Look below for the line containing "x=257 y=493"; write out that line and each one after it to the end, exactly, and nothing else.

• _DATA SHOWN_:
──────

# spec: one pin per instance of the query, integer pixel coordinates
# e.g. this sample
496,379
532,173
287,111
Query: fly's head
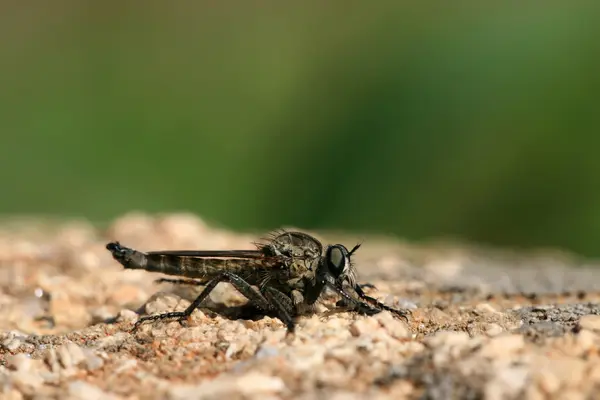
337,267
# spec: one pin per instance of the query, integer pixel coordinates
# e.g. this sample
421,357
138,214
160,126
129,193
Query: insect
286,274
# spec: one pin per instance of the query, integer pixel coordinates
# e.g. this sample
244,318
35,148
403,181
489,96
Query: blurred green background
463,119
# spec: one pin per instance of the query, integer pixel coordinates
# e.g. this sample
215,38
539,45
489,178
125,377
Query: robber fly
286,274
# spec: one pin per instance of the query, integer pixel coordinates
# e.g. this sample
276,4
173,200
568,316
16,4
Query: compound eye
337,259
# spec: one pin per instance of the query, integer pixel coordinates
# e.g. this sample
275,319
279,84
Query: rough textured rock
484,323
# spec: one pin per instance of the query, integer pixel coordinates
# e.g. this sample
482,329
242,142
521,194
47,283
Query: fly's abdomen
191,267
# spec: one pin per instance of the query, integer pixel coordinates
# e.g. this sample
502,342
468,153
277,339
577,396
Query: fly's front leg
283,306
401,313
359,306
241,285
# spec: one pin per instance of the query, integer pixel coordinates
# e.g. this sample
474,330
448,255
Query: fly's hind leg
241,285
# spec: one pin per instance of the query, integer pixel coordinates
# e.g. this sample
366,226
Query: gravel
485,324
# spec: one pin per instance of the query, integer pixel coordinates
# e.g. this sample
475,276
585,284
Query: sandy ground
484,325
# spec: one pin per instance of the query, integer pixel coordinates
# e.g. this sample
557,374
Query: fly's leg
401,313
359,306
241,285
283,306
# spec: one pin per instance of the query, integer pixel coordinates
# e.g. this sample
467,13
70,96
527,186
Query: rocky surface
485,324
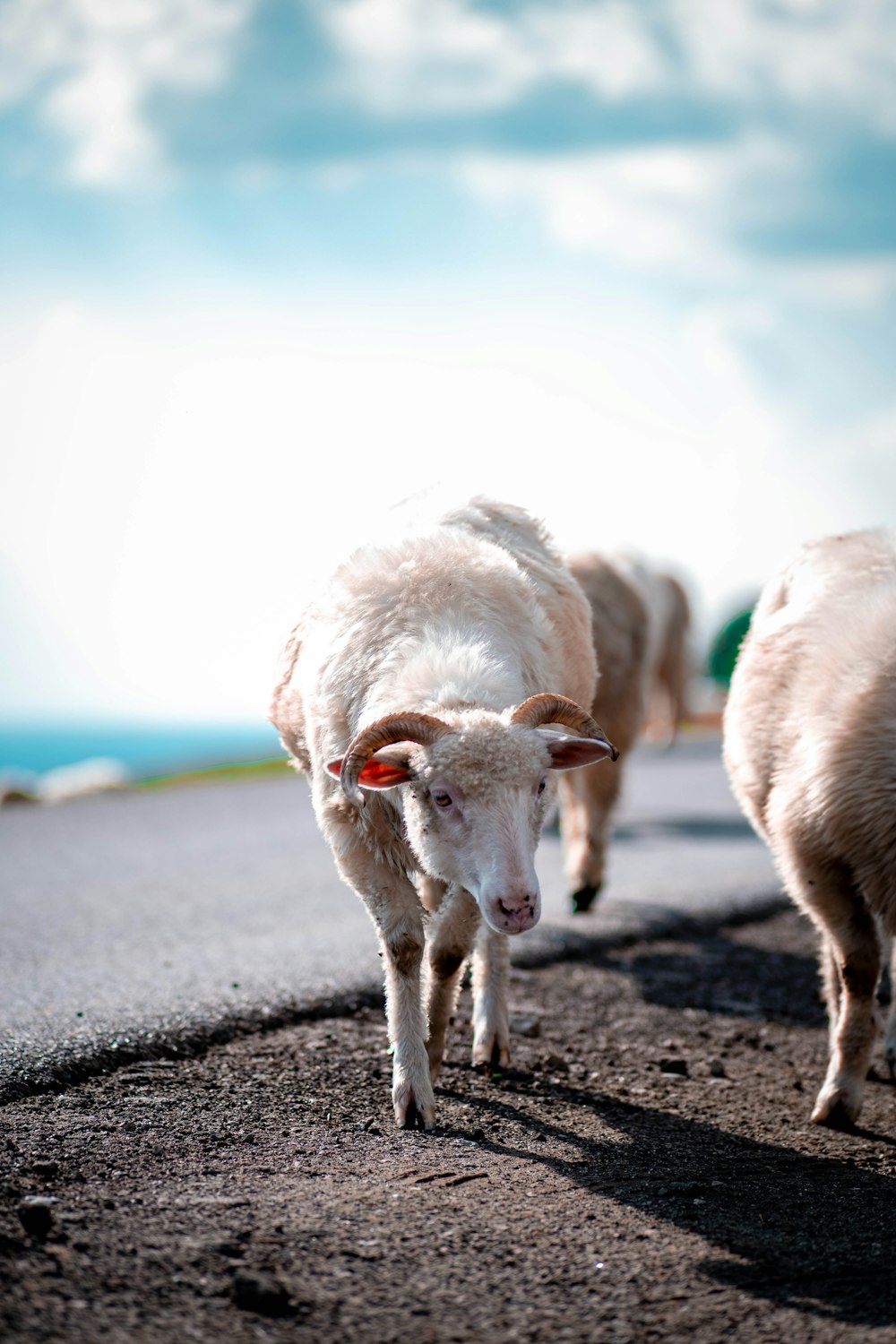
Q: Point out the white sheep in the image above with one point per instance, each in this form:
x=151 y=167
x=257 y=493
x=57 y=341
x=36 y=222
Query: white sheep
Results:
x=589 y=797
x=668 y=663
x=810 y=750
x=416 y=696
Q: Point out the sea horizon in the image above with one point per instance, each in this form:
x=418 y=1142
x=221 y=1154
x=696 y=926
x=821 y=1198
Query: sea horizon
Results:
x=142 y=746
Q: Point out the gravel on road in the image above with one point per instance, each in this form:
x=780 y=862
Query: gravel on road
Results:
x=645 y=1171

──────

• _WRITTEN REPLY_:
x=257 y=493
x=57 y=341
x=36 y=222
Query: white sheep
Results:
x=589 y=797
x=668 y=663
x=810 y=750
x=416 y=696
Q: Point out the sea horizon in the image above with one point per instance, each in this form:
x=418 y=1142
x=221 y=1154
x=696 y=926
x=821 y=1198
Query: sea horizon
Results:
x=142 y=746
Q: Point out the gravel on road in the image above with one point per instance, each in this form:
x=780 y=862
Query: gravel on road
Results:
x=645 y=1171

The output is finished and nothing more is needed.